### Task to complete
From the line that includes "target | skyline" to the last line of the records that follow, copy every line exactly and nothing more, omitting pictures.

'''

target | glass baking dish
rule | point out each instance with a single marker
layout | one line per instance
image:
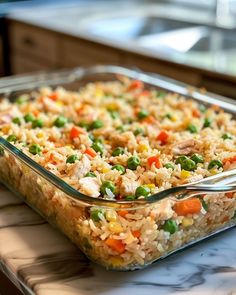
(69, 210)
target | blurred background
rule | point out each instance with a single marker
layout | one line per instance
(190, 41)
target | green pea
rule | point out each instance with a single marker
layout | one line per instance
(142, 114)
(114, 114)
(130, 198)
(142, 191)
(60, 121)
(197, 158)
(107, 185)
(29, 117)
(202, 108)
(37, 123)
(180, 159)
(96, 124)
(71, 159)
(169, 166)
(138, 131)
(96, 215)
(84, 125)
(234, 216)
(192, 128)
(12, 138)
(160, 94)
(34, 149)
(133, 162)
(98, 147)
(16, 120)
(1, 151)
(186, 163)
(90, 174)
(21, 99)
(226, 136)
(119, 168)
(170, 226)
(118, 151)
(207, 122)
(215, 163)
(91, 136)
(168, 116)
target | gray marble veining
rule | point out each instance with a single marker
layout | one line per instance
(42, 261)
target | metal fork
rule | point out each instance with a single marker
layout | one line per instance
(219, 183)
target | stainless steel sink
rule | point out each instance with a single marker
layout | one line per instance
(133, 27)
(199, 39)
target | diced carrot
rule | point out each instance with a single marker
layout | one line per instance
(135, 84)
(230, 195)
(163, 137)
(189, 206)
(225, 219)
(116, 245)
(53, 96)
(136, 233)
(155, 160)
(79, 109)
(35, 112)
(76, 131)
(196, 113)
(58, 144)
(153, 215)
(229, 160)
(122, 213)
(91, 152)
(144, 93)
(51, 157)
(149, 120)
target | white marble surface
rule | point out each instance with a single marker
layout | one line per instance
(46, 263)
(79, 20)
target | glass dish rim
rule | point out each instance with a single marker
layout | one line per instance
(26, 82)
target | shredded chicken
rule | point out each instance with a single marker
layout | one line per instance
(89, 186)
(51, 106)
(80, 168)
(186, 147)
(126, 139)
(128, 186)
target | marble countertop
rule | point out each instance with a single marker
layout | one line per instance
(40, 260)
(79, 20)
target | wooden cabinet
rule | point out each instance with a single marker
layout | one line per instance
(34, 43)
(20, 64)
(35, 49)
(77, 52)
(1, 58)
(163, 68)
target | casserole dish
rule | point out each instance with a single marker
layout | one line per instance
(121, 227)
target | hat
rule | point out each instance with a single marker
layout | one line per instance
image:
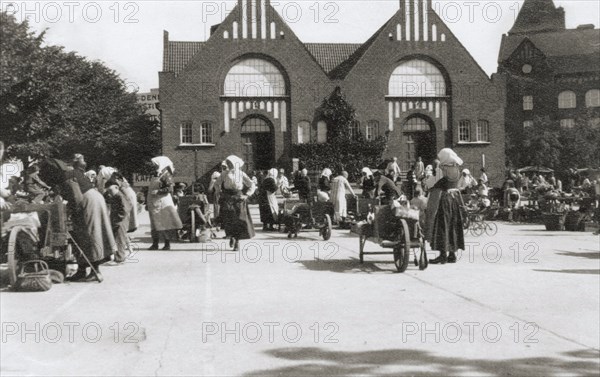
(448, 157)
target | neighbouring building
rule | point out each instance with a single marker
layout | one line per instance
(150, 102)
(253, 89)
(552, 72)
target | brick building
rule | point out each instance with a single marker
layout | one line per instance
(253, 89)
(150, 102)
(552, 72)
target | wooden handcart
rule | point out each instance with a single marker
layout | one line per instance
(390, 232)
(296, 215)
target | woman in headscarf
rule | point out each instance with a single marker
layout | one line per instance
(324, 187)
(367, 183)
(267, 201)
(466, 181)
(236, 186)
(339, 185)
(130, 195)
(444, 229)
(91, 225)
(163, 215)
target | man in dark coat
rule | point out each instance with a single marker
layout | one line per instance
(444, 229)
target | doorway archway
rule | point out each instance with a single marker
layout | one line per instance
(258, 143)
(418, 139)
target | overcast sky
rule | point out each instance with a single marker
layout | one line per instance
(127, 35)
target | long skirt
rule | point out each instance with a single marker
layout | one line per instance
(92, 228)
(235, 216)
(133, 220)
(445, 226)
(268, 207)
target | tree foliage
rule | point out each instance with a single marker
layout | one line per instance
(55, 103)
(341, 152)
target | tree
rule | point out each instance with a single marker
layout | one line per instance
(55, 103)
(341, 152)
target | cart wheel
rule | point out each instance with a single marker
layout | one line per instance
(423, 261)
(402, 251)
(327, 228)
(361, 247)
(11, 260)
(477, 229)
(491, 229)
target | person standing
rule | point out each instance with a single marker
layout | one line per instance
(267, 201)
(444, 229)
(386, 188)
(302, 185)
(164, 219)
(393, 170)
(367, 183)
(119, 209)
(339, 185)
(324, 187)
(419, 169)
(34, 185)
(236, 186)
(92, 229)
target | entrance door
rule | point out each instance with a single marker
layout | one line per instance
(418, 141)
(258, 144)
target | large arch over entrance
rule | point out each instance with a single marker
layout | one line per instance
(419, 140)
(258, 143)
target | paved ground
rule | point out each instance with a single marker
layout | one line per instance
(524, 302)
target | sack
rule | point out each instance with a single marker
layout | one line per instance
(37, 281)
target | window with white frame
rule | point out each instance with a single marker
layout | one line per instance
(206, 133)
(567, 123)
(354, 129)
(417, 78)
(186, 133)
(483, 131)
(527, 102)
(303, 132)
(592, 98)
(321, 132)
(464, 131)
(372, 130)
(254, 78)
(567, 100)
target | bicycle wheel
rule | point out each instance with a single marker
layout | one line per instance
(491, 229)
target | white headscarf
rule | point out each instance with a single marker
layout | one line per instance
(104, 175)
(448, 157)
(162, 163)
(237, 162)
(326, 173)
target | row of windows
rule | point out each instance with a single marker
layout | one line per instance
(567, 123)
(203, 135)
(568, 100)
(320, 136)
(479, 133)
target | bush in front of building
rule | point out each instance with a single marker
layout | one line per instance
(344, 150)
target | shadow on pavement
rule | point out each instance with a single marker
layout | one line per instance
(316, 361)
(592, 255)
(352, 266)
(584, 272)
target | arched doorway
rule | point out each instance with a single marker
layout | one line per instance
(418, 139)
(258, 144)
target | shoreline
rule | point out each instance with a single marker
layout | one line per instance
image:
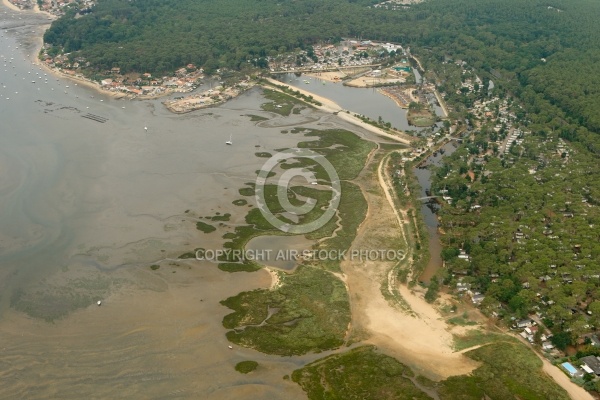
(329, 106)
(332, 107)
(11, 6)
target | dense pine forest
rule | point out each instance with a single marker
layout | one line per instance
(545, 53)
(506, 38)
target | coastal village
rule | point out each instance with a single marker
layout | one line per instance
(357, 64)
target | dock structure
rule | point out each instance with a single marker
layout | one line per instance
(94, 117)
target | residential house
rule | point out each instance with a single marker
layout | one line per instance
(547, 346)
(592, 363)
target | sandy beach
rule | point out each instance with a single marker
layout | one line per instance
(10, 5)
(162, 313)
(331, 76)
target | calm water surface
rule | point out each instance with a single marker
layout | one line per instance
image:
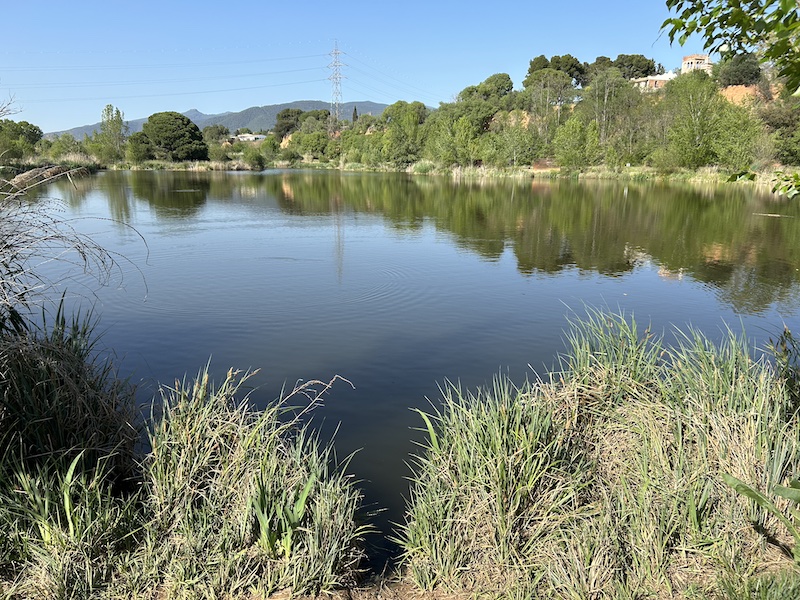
(400, 283)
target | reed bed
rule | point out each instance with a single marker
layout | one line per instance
(606, 480)
(228, 501)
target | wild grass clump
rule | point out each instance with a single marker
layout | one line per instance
(239, 500)
(607, 480)
(229, 501)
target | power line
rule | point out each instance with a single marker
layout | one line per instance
(336, 81)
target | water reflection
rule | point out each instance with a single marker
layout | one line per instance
(726, 237)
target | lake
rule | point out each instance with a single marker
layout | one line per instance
(399, 283)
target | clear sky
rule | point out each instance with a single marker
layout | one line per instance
(62, 62)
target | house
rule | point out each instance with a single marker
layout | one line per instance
(696, 62)
(653, 82)
(249, 137)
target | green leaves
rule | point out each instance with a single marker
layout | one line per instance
(790, 493)
(736, 26)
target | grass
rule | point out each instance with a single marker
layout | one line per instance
(606, 480)
(228, 501)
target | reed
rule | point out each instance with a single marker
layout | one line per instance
(607, 480)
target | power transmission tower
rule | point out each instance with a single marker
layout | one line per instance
(336, 81)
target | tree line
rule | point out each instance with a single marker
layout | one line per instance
(567, 113)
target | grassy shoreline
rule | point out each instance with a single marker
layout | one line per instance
(602, 481)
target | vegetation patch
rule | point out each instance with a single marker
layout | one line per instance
(607, 480)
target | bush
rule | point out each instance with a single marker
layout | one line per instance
(608, 480)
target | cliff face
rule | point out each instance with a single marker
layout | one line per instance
(741, 94)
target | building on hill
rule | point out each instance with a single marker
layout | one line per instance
(653, 82)
(696, 62)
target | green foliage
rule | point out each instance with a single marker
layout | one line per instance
(254, 158)
(791, 493)
(632, 66)
(108, 145)
(403, 127)
(64, 144)
(174, 137)
(694, 106)
(215, 133)
(139, 148)
(601, 480)
(735, 142)
(733, 26)
(17, 139)
(739, 69)
(570, 144)
(286, 122)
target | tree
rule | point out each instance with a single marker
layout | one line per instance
(546, 93)
(632, 66)
(694, 104)
(739, 69)
(735, 26)
(109, 143)
(64, 144)
(17, 139)
(537, 64)
(174, 137)
(571, 66)
(569, 144)
(215, 133)
(139, 148)
(402, 142)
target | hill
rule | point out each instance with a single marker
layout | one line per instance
(255, 118)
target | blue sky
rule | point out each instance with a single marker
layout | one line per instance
(66, 61)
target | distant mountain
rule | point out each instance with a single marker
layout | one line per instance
(256, 118)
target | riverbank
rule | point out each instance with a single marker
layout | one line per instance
(763, 179)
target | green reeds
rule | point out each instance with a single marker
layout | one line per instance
(616, 488)
(242, 499)
(230, 501)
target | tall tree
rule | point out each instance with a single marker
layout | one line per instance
(546, 93)
(287, 121)
(175, 137)
(632, 66)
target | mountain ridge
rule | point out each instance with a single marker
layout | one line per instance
(255, 118)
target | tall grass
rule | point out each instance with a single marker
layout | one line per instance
(606, 481)
(229, 501)
(243, 500)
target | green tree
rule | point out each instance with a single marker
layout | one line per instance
(735, 26)
(739, 69)
(694, 105)
(64, 144)
(571, 66)
(215, 133)
(569, 144)
(175, 137)
(537, 64)
(402, 142)
(139, 148)
(108, 145)
(287, 121)
(18, 139)
(737, 137)
(632, 66)
(546, 93)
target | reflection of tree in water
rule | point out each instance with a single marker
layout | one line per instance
(718, 235)
(174, 194)
(713, 235)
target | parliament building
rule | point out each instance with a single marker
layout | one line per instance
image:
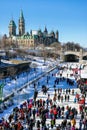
(32, 38)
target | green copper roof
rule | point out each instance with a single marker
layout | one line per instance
(12, 23)
(21, 15)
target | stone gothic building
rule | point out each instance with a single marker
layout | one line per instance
(30, 39)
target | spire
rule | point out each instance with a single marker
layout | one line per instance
(21, 15)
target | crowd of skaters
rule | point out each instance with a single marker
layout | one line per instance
(34, 113)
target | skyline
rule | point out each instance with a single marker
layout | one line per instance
(69, 17)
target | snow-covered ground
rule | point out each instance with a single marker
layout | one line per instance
(29, 91)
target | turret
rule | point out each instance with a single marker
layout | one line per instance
(57, 35)
(12, 28)
(21, 24)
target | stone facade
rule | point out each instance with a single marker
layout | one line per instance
(30, 39)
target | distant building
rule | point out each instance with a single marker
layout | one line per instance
(30, 39)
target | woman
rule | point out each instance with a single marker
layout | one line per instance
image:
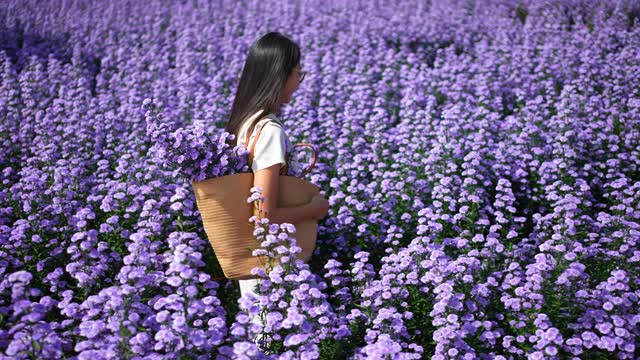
(270, 75)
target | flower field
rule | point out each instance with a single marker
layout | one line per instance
(481, 159)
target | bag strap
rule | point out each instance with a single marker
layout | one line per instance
(255, 141)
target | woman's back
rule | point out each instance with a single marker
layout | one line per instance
(273, 143)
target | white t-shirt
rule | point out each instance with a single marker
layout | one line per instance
(273, 143)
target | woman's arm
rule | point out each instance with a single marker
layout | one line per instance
(267, 178)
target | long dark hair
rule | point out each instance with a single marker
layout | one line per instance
(269, 64)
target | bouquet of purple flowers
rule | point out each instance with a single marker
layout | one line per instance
(197, 151)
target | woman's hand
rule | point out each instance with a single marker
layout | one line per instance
(320, 206)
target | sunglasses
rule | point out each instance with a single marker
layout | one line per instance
(302, 74)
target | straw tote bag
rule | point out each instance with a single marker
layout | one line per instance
(225, 213)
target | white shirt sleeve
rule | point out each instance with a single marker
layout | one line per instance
(270, 148)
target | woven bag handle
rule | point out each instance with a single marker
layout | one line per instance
(313, 160)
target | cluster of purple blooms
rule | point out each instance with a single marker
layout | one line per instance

'''

### Task solution
target | skyline
rule | point out each instance with a single marker
layout | one line per instance
(69, 17)
target | snow-covered ground
rule | point out each instance with a single marker
layout | one line per instance
(29, 91)
target | turret
rule | point out each instance with a single marker
layout | one line per instance
(57, 35)
(12, 28)
(21, 24)
target | stone facade
rule | point out each instance with a single marker
layout | one line per instance
(30, 39)
target | distant building
rule | point out each instance with a single marker
layout | one line per instance
(30, 39)
target | woman
rule | point out each instance with a single marker
layout | one line per instance
image:
(270, 75)
target | flower field
rule | point out each instance with a single marker
layout | one line per instance
(481, 159)
target | bag strap
rule | point out each instance with a single marker
layout | one line per instance
(255, 141)
target | woman's back
rule | point out each instance with a single marker
layout | one line per instance
(273, 143)
target | white t-shirt
rule | point out each instance with a single marker
layout | one line per instance
(273, 143)
target | woman's arm
rule | point out each instance with a single marker
layout | one line per instance
(267, 178)
target | long dark hair
rule | point out each instance with a single marker
layout | one line per instance
(269, 64)
target | bouquet of purple flowers
rule | point out each instance with a single marker
layout | one line per instance
(197, 151)
target | woman's hand
rule | point out each instance with a single marker
layout | one line per instance
(320, 206)
target | sunglasses
rule | point out each instance with a single marker
layout | one line per instance
(302, 74)
target | straw tote bag
rule | point out each instance with a single marker
layout | one line per instance
(225, 213)
target | white shirt sleeve
rule | point out each instance with a single marker
layout | one line per instance
(270, 148)
target | woven bag handle
rule | point out each instance with a single marker
layout | one line per instance
(313, 160)
target | cluster of purple blooms
rule | point out each instance with a single marker
layout | one line per instance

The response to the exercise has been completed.